■ To be done: Copy every line of the data below, word for word and in the same order.

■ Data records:
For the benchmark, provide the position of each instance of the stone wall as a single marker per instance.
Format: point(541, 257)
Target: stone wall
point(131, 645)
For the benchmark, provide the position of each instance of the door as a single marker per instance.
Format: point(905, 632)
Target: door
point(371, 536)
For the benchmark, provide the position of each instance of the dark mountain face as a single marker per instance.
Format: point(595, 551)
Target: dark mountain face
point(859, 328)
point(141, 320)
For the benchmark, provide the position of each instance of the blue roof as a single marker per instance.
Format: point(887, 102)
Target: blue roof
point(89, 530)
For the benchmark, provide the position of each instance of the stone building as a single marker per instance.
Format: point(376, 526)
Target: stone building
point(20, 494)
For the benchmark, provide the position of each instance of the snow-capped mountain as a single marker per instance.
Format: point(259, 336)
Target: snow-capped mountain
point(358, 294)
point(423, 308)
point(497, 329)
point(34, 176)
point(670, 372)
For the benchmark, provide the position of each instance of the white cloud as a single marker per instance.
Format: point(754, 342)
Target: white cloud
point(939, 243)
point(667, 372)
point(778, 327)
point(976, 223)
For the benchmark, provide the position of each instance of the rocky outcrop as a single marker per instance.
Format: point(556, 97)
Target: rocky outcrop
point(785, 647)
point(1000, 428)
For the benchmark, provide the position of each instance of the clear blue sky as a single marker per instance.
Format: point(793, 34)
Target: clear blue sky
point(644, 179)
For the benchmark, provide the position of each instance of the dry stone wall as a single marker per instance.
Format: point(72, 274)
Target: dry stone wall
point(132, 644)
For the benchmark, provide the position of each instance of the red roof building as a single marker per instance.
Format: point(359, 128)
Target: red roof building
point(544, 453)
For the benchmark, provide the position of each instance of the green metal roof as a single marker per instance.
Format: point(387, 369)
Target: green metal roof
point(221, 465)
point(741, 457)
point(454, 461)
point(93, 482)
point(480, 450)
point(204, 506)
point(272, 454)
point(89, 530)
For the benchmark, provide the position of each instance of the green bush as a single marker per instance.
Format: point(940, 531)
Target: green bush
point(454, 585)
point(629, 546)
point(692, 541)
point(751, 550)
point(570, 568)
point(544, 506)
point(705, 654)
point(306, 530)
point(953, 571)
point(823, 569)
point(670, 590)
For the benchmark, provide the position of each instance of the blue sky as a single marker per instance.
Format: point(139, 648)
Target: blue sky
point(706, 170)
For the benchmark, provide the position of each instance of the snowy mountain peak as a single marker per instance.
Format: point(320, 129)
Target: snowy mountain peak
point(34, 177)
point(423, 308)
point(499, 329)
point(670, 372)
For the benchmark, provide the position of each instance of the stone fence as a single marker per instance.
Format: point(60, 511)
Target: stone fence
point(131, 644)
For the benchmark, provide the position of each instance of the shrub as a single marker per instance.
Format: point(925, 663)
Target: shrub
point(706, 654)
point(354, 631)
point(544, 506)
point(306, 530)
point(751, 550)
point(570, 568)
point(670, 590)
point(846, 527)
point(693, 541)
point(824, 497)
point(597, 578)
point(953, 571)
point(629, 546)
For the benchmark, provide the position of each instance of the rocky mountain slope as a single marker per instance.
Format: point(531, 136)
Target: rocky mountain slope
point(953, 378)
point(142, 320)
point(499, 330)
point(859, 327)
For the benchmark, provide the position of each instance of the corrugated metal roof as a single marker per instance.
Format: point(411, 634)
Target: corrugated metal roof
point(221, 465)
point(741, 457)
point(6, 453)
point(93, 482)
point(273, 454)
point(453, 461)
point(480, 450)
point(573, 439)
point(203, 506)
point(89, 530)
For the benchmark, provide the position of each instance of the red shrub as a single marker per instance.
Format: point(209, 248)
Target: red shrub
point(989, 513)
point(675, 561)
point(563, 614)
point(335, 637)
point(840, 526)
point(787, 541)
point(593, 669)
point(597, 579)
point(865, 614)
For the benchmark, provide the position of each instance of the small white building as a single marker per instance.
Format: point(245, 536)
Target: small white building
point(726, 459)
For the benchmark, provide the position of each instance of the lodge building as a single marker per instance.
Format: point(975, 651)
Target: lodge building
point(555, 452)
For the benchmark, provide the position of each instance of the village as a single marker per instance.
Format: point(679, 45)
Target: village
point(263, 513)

■ Complete answer:
For the benchmark, provide the position of each instance of the stone wall as a single marker per instance.
Format: point(541, 257)
Target: stone wall
point(131, 645)
For the benchmark, provide the position of each instance of the door as a single marker per instance.
Format: point(905, 632)
Target: door
point(371, 536)
For the benchmark, provide the position of each instance of the dark mountain face as a single marker per instance.
Format: point(595, 551)
Target: dark mountain face
point(859, 328)
point(141, 320)
For the benchmark, provide the position of each instance of the blue roof as a single marker per instance.
Format: point(887, 102)
Target: blue roof
point(89, 530)
For the benchmark, provide the position of each instance of the stone building as a single marker per instance.
Format: point(376, 526)
Target: stone building
point(20, 494)
For the benchmark, provide the position of each instance of the snow-capped mountain as a single marker per instance.
Format: point(259, 336)
Target: snow-capped mountain
point(358, 294)
point(423, 308)
point(497, 329)
point(34, 176)
point(670, 372)
For the benchmark, provide the position of each instance of the white cloud as a single marker per instance.
Format: point(754, 342)
Target: white cloud
point(939, 243)
point(667, 372)
point(778, 327)
point(976, 223)
For the benchmark, provide the position of each instance of the rocky outcrop as a single marker per instance.
Format: point(556, 97)
Target: rocky outcrop
point(785, 647)
point(1000, 428)
For the benchmark, provide the position of each instance of the clear blue sky as a single marker per instance.
Format: point(793, 34)
Target: clear blue sky
point(644, 179)
For the benchmark, provide the position of each instance of the dry stone wall as a single marker per instance.
Format: point(72, 274)
Target: dry stone wall
point(132, 644)
For the benchmark, provide the position of each instance of the red roof building as a single marker per instance.
Format: point(359, 128)
Target: red roof building
point(544, 453)
For the benchmark, provide the position of each instance of the green metal roof as a single marker per instance.
Format: point(387, 369)
Target: green metal roof
point(221, 465)
point(741, 457)
point(454, 461)
point(93, 482)
point(480, 450)
point(204, 506)
point(272, 454)
point(89, 530)
For the benchmark, provide the position of each instance of the green bush as a single marker per instance.
Format: point(940, 531)
Target: green bush
point(454, 585)
point(629, 546)
point(692, 541)
point(751, 550)
point(570, 568)
point(544, 506)
point(705, 654)
point(306, 530)
point(953, 571)
point(823, 569)
point(670, 590)
For the benchmark, provide the position of each instance of the blue sky as a single marker per instance.
Format: point(139, 648)
Target: blue sky
point(706, 170)
For the benchmark, provide the position of each instance of the snowy mountain peak as a single marker per instance.
Format: point(320, 129)
Target: snowy mountain peak
point(34, 177)
point(423, 308)
point(499, 329)
point(670, 372)
For the benchmark, provide the position of each instance of the stone fence as a single marker per instance.
Format: point(60, 511)
Target: stone fence
point(131, 644)
For the benchmark, provide the position of each instance of the shrub as a single marker per instance.
Format: point(925, 663)
Target: shrub
point(706, 654)
point(354, 631)
point(544, 506)
point(306, 530)
point(751, 550)
point(570, 568)
point(670, 590)
point(846, 527)
point(693, 541)
point(824, 497)
point(597, 578)
point(953, 571)
point(629, 546)
For the benchmark, provide the position of each instance of the rocky mountain slope as a single marker per instance.
Format: point(531, 136)
Target: rocky mountain slope
point(953, 378)
point(142, 320)
point(499, 330)
point(859, 327)
For the benchmark, provide the position of each instance of the corrugated metal roof as a single marker per instance.
Format: point(411, 634)
Target: corrugated metal roof
point(221, 465)
point(741, 457)
point(6, 453)
point(93, 482)
point(273, 454)
point(453, 461)
point(480, 450)
point(573, 439)
point(203, 506)
point(89, 530)
For the benchmark, provide the position of each instance of the red shrub as a single marker per instance.
Format: point(209, 248)
Target: red shrub
point(989, 513)
point(675, 561)
point(563, 614)
point(335, 637)
point(840, 526)
point(787, 541)
point(593, 669)
point(597, 579)
point(865, 614)
For the benchmark, provide the position of each instance of the small white building as a single marker per instance.
Format: point(245, 536)
Target: small white building
point(726, 459)
For the benchmark, provide the position of each instance of the lodge building as a single marker per instance.
Format: point(975, 651)
Target: lodge building
point(555, 452)
For the benchmark, provide the position of each instance of the village as a single marker per instance.
Format: point(679, 45)
Target: village
point(263, 513)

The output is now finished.